◆ **Input for this task**
• • • •

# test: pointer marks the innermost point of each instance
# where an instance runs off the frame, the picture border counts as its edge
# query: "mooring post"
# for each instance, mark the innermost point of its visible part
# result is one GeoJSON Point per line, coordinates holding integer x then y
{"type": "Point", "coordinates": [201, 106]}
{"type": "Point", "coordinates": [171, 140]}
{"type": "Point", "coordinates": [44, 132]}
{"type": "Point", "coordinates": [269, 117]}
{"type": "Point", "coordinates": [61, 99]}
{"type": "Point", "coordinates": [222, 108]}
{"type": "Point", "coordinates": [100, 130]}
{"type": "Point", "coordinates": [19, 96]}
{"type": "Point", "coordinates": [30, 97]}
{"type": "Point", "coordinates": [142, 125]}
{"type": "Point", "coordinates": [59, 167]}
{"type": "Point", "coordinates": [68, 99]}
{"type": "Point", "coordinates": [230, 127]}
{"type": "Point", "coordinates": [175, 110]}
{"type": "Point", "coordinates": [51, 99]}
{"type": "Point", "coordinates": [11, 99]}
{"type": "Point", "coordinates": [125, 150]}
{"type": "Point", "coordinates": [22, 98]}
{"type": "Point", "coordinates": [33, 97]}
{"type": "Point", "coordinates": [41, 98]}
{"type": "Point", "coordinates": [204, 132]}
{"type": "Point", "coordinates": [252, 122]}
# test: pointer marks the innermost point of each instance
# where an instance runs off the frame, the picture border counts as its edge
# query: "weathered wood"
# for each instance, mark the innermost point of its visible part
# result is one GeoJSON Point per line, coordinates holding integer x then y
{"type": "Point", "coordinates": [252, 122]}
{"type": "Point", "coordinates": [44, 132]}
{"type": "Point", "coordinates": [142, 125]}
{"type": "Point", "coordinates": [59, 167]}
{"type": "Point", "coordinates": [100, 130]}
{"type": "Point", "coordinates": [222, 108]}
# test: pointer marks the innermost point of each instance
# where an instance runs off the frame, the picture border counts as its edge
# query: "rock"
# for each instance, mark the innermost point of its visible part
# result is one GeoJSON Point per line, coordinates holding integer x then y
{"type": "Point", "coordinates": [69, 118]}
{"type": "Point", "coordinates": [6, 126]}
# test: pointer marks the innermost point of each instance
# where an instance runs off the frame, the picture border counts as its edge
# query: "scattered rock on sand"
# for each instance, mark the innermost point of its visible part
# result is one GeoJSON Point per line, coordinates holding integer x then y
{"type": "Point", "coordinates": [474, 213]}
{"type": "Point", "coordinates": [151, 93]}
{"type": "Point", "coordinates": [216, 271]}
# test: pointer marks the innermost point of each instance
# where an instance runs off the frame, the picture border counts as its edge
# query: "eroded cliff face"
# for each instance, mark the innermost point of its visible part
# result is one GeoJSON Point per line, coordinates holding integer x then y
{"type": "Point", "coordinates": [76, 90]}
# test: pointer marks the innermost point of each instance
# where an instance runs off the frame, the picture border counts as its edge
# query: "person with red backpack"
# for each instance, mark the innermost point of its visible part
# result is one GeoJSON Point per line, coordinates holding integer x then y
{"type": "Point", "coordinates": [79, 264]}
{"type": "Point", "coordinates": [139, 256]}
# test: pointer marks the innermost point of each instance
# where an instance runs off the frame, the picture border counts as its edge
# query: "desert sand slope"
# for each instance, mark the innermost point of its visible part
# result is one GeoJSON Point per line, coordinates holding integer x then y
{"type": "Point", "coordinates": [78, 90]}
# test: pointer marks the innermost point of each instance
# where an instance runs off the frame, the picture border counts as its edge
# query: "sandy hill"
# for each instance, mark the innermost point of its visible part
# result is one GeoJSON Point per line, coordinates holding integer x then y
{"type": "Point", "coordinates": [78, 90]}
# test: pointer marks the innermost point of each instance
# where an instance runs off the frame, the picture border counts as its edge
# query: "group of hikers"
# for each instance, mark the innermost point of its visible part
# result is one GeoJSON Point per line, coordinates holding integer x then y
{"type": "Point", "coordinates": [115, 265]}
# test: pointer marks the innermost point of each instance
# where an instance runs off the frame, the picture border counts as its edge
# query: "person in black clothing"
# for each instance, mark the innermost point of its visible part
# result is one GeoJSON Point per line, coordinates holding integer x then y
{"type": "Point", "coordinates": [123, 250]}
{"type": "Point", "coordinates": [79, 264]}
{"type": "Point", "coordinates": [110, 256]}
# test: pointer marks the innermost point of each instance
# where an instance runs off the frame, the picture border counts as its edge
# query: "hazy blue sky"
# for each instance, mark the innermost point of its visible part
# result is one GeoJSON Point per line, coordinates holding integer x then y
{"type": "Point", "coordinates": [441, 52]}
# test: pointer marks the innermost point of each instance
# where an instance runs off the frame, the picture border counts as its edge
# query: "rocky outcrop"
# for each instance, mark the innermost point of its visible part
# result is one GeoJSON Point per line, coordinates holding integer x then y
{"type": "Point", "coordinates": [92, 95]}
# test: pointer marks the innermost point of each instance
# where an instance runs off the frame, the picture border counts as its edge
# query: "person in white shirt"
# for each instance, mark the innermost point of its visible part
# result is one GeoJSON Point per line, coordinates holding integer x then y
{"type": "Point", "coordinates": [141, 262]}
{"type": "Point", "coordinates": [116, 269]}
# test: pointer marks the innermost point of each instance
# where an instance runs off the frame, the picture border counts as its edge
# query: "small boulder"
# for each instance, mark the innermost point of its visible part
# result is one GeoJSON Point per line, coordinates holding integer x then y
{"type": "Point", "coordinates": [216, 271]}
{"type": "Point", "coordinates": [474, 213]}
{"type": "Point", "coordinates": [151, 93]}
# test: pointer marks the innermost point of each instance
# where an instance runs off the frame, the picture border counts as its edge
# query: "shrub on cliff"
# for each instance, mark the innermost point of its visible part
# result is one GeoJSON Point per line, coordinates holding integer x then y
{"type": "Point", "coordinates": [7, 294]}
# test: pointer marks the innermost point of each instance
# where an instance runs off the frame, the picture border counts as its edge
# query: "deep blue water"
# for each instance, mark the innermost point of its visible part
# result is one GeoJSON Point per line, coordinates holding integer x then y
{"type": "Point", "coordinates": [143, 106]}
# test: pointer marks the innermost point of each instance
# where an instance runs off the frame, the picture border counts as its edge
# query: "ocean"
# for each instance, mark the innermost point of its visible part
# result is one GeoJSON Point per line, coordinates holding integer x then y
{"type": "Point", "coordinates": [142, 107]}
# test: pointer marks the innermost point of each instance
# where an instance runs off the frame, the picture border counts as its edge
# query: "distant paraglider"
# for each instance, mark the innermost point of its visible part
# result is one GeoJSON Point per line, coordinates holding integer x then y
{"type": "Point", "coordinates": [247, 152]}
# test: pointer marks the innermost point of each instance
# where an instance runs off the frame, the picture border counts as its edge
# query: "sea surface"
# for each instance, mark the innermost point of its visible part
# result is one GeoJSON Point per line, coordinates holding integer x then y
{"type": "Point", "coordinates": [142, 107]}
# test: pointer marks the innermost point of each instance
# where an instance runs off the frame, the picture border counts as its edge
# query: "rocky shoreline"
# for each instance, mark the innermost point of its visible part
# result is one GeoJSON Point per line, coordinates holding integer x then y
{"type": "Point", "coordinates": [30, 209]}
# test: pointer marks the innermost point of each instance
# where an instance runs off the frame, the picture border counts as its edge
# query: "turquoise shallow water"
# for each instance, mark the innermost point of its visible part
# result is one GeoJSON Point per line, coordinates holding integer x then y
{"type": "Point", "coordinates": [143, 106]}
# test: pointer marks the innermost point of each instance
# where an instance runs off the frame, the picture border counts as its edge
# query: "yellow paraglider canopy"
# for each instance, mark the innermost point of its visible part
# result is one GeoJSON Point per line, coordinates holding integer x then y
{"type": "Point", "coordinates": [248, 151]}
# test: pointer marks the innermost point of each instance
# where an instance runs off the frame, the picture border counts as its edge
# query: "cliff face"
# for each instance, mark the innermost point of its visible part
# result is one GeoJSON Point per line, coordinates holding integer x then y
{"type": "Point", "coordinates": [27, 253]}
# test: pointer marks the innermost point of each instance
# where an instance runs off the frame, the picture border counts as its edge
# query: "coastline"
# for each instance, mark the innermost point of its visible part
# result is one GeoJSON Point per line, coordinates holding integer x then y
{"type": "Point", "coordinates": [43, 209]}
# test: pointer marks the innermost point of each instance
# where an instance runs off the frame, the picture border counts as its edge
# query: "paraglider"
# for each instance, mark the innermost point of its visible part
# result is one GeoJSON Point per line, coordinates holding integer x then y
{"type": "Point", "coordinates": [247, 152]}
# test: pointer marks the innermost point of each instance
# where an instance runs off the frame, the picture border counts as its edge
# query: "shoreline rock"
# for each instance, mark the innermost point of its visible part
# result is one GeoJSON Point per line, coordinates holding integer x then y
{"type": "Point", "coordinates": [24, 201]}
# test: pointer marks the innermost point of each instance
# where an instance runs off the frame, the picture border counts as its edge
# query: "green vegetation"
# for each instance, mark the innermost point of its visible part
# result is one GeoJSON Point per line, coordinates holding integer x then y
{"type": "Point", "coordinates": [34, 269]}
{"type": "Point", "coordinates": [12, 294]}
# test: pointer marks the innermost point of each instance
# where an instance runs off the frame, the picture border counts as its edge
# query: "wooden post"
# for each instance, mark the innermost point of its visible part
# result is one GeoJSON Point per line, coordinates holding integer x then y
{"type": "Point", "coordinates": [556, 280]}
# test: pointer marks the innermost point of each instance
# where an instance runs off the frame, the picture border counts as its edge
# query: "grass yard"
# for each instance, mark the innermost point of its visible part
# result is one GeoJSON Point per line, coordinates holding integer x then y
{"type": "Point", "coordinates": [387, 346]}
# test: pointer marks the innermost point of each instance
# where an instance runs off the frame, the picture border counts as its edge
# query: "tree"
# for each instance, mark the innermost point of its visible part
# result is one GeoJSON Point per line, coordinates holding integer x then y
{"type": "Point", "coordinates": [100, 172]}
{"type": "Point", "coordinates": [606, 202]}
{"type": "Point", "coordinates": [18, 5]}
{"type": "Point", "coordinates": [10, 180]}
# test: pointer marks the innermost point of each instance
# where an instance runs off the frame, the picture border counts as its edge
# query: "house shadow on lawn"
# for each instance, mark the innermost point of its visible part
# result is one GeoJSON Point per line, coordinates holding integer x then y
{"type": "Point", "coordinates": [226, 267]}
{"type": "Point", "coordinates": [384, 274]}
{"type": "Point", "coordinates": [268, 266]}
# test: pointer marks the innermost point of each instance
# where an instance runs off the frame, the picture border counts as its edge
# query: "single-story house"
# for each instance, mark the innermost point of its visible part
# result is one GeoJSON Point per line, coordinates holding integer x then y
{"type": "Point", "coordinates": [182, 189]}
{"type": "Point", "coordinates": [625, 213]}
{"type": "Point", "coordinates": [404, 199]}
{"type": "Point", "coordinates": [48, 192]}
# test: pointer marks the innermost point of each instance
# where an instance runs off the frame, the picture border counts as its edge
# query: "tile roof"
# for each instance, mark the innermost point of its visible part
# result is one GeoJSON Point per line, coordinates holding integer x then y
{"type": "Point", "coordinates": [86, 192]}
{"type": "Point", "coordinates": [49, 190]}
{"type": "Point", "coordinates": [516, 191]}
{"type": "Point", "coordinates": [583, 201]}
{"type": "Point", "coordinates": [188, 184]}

• • • •

◆ **The task**
In the listing, find every line containing the word "rocky" and list it.

◆ **Answer to the problem**
# query: "rocky outcrop"
# query: "rocky shoreline"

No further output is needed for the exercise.